The 30th anniversary of the BMW M3 provides an ideal opportunity to
look back at four highly intriguing model variants that, for various
reasons, never made it past the prototype stage. Four surprise guests
will therefore be attending their progenitor’s birthday party: the BMW
M3 Pickup from 1986, the BMW M3 Compact from 1996, the BMW M3 Touring
from 2000 and the second incarnation of the BMW M3 Pickup unveiled in 2011.
Use in touring car racing was the overriding development
objective for the first-generation BMW M3.
The BMW M3 was not an attempt to produce a sporting
flagship for a volume-produced model range; instead it originated from
the idea of developing a racing car for motor sport that would also be
available in a road-going version. The selected category of racing was
Group A production touring cars – as seen in the German Touring Car
Championship (DTM) that had succeeded the German Racing Championship
(DRM). The Group A regulations stated that for a racing car to be
homologated, at least 5,000 road-legal units had to be sold within 12 months.

----

= TO BE DONE =
1. In the BMW M3 passage, how many road-legal units did Group A rules require to be sold within 12 months for homologation?
2. From the BMW M3 passage, copy out word for word the part that opens with the words containing "The BMW M3 was" and closes with "within 12 months.".

----

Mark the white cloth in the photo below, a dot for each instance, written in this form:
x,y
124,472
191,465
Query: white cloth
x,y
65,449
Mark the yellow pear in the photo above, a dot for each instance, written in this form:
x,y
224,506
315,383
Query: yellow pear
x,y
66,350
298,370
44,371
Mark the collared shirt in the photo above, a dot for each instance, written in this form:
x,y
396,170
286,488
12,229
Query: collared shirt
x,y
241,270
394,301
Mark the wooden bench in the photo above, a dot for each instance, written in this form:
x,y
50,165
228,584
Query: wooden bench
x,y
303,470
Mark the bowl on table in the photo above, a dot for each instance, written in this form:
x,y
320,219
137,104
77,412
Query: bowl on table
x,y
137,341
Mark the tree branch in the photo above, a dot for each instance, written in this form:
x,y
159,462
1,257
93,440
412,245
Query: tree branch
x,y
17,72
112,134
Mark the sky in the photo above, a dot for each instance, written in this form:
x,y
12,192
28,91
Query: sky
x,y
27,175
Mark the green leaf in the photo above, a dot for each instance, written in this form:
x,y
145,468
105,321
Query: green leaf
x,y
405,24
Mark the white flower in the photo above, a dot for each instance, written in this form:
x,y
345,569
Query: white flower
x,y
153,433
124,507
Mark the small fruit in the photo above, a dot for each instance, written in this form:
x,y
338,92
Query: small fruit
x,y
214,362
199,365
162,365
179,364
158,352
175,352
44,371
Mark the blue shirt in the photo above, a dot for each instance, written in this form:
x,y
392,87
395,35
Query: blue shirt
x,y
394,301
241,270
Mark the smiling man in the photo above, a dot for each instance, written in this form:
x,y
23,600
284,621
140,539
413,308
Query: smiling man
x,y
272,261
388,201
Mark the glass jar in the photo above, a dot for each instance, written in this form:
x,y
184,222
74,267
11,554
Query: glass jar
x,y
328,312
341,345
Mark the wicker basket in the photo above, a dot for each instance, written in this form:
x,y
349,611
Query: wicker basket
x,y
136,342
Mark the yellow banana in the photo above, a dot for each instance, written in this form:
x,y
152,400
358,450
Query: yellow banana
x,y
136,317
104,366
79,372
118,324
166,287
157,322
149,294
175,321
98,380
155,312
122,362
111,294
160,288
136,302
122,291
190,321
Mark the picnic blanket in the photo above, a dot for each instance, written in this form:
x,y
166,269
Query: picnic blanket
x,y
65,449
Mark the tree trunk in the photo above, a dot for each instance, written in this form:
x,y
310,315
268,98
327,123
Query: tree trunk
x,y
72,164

----

= RESPONSES TO THE EXERCISE =
1. At least 5,000.

2.
The BMW M3 was not an attempt to produce a sporting
flagship for a volume-produced model range; instead it originated from
the idea of developing a racing car for motor sport that would also be
available in a road-going version. The selected category of racing was
Group A production touring cars – as seen in the German Touring Car
Championship (DTM) that had succeeded the German Racing Championship
(DRM). The Group A regulations stated that for a racing car to be
homologated, at least 5,000 road-legal units had to be sold within 12 months.